▶ [Text passage]:
:::::
Tuesday 1 September 2015

The Orphanage For Words

The Orphanage For Words


orphanage
Poetic and haunting, these stories sum up the fleeting nature of emotions, about how deep they run for the time they do.
Shinie Antony is an instinctive writer with thoughts flooding her mind. Bestselling author Chetan Bhagat is a fan of hers. Her collection of short stories in her latest offering “The Orphanage For Words”, Shinie’s expressions are by and large smooth.
Clearly she is shaken by the sudden death of her father two years ago in whom she wanted to confide a lot of things. Being her favourite person in the family, she deeply regrets not having done so. The title of the book gets one thinking what to expect in it and will it tickle your imagination. If no one wants to use certain words, where do they go? This is especially so when fathers die and mothers don’t remember?
The book is essentially intended to document the “unsaid, what is forgotten, spoken long ago, means nothing anymore. The bad poetry of first love. Old yellowing letters at the bottom of a trunk. Words that jam your hands on the steering wheel long after the lights turn green. Lies men tell women to get them into bed, lies women tell the men they cheat. An old man holding his wife’s hand in dementia. The ungolden silence of silences…”
The twenty odd stories in the book seek to sum up the fleeting nature of emotions about how deep they run for the time they do… Shinie has written books of short stories, two novels and compiled anthologies. She won the Commonwealth short story prize for the Asia region in 2003. There is some fascinating description of emotion bursting into the open bringing to the fore how the mind constantly jumps from one topic to another. As expected characters are flawed as it is not possible for everyone to be perfect. This book appears different compared to the author’s other books.
:::::
▶ [Stored records]:
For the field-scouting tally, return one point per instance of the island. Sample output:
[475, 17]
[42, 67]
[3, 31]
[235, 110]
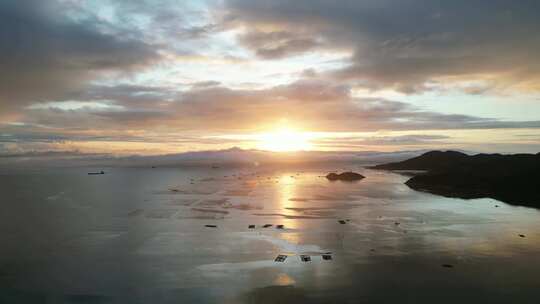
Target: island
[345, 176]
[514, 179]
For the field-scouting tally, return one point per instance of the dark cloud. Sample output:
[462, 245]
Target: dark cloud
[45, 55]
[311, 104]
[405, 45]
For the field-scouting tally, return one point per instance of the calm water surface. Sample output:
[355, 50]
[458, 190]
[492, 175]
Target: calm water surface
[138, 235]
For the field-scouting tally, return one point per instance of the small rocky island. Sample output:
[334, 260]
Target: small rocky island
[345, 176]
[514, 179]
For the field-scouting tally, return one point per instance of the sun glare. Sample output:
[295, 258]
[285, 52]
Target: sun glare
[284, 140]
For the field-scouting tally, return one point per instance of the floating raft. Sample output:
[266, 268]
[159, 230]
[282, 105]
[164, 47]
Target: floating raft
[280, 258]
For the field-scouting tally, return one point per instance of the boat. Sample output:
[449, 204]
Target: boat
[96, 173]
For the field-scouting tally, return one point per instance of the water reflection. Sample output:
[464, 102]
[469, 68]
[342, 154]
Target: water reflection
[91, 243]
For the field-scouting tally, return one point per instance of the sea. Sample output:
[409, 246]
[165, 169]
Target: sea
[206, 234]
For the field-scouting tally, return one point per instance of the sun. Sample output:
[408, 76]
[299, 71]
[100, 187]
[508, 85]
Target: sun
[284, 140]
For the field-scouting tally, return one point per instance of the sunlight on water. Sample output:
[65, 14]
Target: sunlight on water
:::::
▶ [Required actions]:
a. Translate this sentence from the book review into Spanish: "She won the Commonwealth short story prize for the Asia region in 2003."
b. Rewrite the book review's passage starting with "Clearly she is" and going on through "mothers don’t remember?", putting "laments" in place of "regrets".

▶ [Problem solutions]:
a. Ganó el premio de relato corto de la Commonwealth para la región de Asia en 2003.

b.
Clearly she is shaken by the sudden death of her father two years ago in whom she wanted to confide a lot of things. Being her favourite person in the family, she deeply laments not having done so. The title of the book gets one thinking what to expect in it and will it tickle your imagination. If no one wants to use certain words, where do they go? This is especially so when fathers die and mothers don’t remember?